* **EXTRACT PROVIDED**
# Diesel Geek Cable saver



## Cedmonds (Apr 14, 2014)

Does the diesel geek cable saver bushings work with the 2001 Audi TT Quattro 180HP 5 speed? Also is the bushing at the top of the shift tower the same as this one on the MK4? http://www.idparts.com/shifter-tower-bushing-repair-kit-a4-p-2281.html


----------



## stevemannn (Apr 17, 2008)

for the shift tower yes,but good luck getting that ****in thing out. i cracked my housing trying to do so,and i was being as cautiious as possible. had to buy a new one.
there is a DIY somewhere around here,but once you see the thing, youll understand why it sucks so bad lol.
Good luck, seriously , hope yours come out easy.

as for your other question im not sure


damn,. found the DIY but all the pics are broken
http://forums.vwvortex.com/showthread.php?5816525-DIY-Shifter-Tower-Bearing-amp-Bushing-Repair

sorry i cant be of more help


----------



## Cedmonds (Apr 14, 2014)

Thanks! The two bushings in the shift tower of mine DEFINITELY need changed the car shifts great and fairly accurate but the side to side slop is incredible my friends who drive old beat up farm trucks think my shiftier feel great lol... I'm doing the emergency brake cables so the exhaust/driveshaft/heatshield/center console are getting pulled anyways.... so as they say "when in rome". I'll probably shim the ball while i'm in there also.

Right now I need to find out if I have plastic cable ends or metal cable ends to order the right bushings. I'll prob go out there today and see what cable end is on the the side to side bushing so I can get this ordered.


----------



## stevemannn (Apr 17, 2008)

it could be the bushings on the cable it self that are giving you issues.

the issues i had with the bushing you linked, which is inside the shift tower on top of the trans is.
it would not return to neutral at times, or it would get stuck, sitting toward what ever gear you took it out of.

* **WHAT TO WORK ON**
List every part that Cedmonds says is getting pulled anyway during the emergency brake cable work described in the cable saver thread above.

* **DATA SECTION**
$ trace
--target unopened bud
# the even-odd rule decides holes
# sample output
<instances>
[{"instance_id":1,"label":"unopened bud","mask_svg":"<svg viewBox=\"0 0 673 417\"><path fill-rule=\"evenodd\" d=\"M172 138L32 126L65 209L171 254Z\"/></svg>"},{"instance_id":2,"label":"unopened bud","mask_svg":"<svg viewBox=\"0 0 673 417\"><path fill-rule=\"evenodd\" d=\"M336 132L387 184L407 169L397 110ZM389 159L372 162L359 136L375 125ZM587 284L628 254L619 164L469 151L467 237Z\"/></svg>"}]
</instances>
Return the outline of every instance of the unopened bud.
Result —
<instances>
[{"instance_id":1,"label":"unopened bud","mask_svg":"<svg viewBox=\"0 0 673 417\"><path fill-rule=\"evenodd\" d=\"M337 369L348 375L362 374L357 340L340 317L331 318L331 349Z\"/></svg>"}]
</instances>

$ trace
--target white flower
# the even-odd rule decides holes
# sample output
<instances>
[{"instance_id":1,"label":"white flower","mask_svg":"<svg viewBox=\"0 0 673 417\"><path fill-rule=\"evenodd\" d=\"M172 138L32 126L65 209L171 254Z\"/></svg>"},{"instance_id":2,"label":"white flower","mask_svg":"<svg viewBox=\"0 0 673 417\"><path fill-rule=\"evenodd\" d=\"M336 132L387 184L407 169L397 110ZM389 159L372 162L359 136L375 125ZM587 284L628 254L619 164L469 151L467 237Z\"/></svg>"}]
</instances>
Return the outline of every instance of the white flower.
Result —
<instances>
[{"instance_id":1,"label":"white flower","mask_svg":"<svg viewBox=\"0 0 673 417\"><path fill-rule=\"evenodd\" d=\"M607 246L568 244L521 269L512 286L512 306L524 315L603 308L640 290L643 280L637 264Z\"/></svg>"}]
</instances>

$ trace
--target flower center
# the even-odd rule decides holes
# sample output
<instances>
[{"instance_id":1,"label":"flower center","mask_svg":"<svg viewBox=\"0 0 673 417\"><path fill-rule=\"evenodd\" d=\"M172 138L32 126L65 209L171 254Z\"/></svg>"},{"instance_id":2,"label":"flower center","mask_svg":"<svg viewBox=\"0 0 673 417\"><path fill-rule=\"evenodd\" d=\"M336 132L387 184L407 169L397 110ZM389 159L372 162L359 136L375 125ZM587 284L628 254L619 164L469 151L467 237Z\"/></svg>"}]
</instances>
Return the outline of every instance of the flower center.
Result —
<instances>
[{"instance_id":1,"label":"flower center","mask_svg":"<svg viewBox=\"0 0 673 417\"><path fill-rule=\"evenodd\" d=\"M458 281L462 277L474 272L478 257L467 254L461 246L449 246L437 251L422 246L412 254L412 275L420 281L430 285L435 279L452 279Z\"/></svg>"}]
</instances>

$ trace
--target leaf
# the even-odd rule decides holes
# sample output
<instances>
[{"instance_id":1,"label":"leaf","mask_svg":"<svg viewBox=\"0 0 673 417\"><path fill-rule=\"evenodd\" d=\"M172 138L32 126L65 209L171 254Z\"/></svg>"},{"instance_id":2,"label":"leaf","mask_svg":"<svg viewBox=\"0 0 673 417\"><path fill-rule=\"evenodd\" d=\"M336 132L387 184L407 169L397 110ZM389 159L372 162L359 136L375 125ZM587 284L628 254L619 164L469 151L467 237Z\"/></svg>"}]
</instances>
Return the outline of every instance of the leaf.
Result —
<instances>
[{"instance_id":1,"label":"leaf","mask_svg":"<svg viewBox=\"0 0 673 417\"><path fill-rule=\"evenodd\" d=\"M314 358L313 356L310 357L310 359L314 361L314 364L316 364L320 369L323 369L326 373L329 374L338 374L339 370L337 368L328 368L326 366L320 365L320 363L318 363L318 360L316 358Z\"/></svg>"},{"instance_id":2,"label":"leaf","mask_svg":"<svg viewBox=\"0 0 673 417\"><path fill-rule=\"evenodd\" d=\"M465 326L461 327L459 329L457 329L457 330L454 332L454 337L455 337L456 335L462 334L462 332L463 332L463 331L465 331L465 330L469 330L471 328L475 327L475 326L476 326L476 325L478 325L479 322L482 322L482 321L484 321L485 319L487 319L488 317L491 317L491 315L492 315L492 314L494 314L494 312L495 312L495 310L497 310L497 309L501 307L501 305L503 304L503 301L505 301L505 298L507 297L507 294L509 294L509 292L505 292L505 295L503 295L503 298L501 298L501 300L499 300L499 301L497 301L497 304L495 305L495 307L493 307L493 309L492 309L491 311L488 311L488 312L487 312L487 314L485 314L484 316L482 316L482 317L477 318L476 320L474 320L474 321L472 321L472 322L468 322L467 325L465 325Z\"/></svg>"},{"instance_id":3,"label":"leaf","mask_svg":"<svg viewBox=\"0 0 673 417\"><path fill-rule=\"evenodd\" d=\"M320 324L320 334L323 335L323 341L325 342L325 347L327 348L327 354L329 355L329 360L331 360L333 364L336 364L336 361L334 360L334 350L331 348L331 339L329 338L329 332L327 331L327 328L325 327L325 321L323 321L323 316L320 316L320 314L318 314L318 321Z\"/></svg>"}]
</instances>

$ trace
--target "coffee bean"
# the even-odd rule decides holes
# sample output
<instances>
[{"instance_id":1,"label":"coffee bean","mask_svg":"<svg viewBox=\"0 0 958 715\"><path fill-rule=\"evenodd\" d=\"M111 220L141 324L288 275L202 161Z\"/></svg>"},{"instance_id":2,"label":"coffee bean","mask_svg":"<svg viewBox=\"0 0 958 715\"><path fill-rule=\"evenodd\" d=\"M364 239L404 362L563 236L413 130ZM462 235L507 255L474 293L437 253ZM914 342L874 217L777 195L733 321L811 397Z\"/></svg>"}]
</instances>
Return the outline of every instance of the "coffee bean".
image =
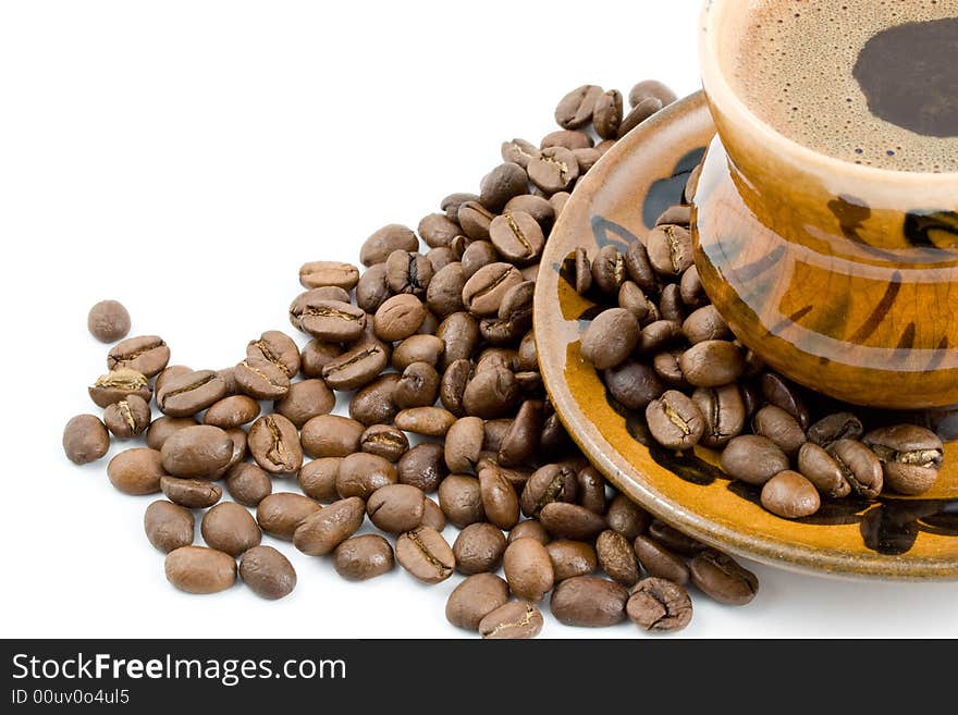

* **RESULT**
Exhaust, driveshaft, heatshield, center console